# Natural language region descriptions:
========
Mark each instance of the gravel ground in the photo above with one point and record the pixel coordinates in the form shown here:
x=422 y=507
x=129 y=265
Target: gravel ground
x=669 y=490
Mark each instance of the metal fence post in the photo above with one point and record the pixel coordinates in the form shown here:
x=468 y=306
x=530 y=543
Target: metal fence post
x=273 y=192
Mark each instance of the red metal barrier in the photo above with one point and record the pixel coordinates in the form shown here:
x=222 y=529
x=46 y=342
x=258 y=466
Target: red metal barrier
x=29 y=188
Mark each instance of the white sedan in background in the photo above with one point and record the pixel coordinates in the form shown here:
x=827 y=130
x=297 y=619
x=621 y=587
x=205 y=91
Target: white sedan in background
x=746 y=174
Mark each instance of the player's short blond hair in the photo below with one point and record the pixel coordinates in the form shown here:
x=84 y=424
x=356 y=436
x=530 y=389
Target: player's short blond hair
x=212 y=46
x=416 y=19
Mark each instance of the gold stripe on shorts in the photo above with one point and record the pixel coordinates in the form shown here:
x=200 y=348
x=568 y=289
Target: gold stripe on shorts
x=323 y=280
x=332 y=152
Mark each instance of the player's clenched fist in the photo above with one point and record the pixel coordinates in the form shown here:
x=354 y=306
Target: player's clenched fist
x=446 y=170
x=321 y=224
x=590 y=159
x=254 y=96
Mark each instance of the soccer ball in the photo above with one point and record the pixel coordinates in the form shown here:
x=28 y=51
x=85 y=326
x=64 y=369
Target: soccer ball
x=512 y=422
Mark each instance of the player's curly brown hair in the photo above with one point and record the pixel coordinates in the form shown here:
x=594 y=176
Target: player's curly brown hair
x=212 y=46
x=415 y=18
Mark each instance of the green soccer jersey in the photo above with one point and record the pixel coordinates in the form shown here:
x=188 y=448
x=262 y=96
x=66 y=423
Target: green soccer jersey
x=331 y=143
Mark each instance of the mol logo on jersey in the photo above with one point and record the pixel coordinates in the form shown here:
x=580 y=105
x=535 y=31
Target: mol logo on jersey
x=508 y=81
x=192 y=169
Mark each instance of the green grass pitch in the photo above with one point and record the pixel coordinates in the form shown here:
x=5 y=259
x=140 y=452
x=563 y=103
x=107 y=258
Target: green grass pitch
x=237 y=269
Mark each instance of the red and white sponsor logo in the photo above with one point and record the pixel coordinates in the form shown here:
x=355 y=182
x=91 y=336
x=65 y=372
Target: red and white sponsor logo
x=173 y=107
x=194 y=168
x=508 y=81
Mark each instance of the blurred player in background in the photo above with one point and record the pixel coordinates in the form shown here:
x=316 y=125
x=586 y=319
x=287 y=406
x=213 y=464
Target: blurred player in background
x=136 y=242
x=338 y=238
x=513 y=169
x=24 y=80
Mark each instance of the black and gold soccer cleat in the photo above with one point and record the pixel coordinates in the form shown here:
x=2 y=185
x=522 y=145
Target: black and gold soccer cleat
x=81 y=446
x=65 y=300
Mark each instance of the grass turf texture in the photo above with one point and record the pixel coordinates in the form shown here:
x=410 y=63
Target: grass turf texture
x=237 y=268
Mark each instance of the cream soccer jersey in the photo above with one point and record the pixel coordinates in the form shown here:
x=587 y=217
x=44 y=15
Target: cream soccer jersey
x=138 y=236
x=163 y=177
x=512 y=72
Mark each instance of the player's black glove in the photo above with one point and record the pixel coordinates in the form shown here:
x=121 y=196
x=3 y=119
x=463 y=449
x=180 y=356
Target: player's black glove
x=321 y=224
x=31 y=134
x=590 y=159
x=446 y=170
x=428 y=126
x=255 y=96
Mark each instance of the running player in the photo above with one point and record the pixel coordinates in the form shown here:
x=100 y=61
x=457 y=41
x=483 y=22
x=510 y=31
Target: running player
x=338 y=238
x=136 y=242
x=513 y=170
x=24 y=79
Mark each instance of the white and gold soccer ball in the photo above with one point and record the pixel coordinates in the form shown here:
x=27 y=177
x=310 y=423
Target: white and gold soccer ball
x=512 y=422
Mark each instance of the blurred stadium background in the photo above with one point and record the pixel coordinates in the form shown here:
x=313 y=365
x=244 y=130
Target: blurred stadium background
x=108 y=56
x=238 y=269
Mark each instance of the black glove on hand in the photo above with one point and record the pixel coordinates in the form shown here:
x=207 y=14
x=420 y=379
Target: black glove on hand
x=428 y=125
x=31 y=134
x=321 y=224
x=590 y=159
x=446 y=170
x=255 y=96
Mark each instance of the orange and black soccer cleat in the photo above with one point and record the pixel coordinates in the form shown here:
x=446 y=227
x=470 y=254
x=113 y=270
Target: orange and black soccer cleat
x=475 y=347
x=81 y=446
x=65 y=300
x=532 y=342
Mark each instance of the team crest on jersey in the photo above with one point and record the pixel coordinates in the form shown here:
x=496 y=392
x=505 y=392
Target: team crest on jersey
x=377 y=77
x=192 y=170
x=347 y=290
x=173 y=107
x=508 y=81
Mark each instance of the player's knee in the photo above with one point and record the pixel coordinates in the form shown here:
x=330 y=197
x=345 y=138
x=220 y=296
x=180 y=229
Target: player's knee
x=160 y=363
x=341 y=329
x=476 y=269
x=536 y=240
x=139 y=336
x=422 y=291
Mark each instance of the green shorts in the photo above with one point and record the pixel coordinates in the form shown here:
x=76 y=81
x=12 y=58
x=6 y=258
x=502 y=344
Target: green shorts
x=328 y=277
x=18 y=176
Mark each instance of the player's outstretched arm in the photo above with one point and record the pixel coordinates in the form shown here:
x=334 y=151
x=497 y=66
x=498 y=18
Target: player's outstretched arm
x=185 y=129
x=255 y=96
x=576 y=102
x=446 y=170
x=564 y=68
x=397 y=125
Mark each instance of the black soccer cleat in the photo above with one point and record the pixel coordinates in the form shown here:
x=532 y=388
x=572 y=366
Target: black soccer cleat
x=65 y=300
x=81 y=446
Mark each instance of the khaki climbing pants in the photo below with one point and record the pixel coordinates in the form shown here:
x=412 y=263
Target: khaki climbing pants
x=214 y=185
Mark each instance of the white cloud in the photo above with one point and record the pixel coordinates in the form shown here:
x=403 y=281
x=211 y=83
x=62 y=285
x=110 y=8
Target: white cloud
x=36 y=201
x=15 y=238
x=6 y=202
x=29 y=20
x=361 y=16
========
Each line of the records with the word "below" in it is to be copied.

Mark each instance of the player's short blond hair in the photo below with one point and record the pixel coordinates in the form shown here:
Mark each instance of the khaki climbing pants in the photo below with one point and record the pixel coordinates in the form shown here:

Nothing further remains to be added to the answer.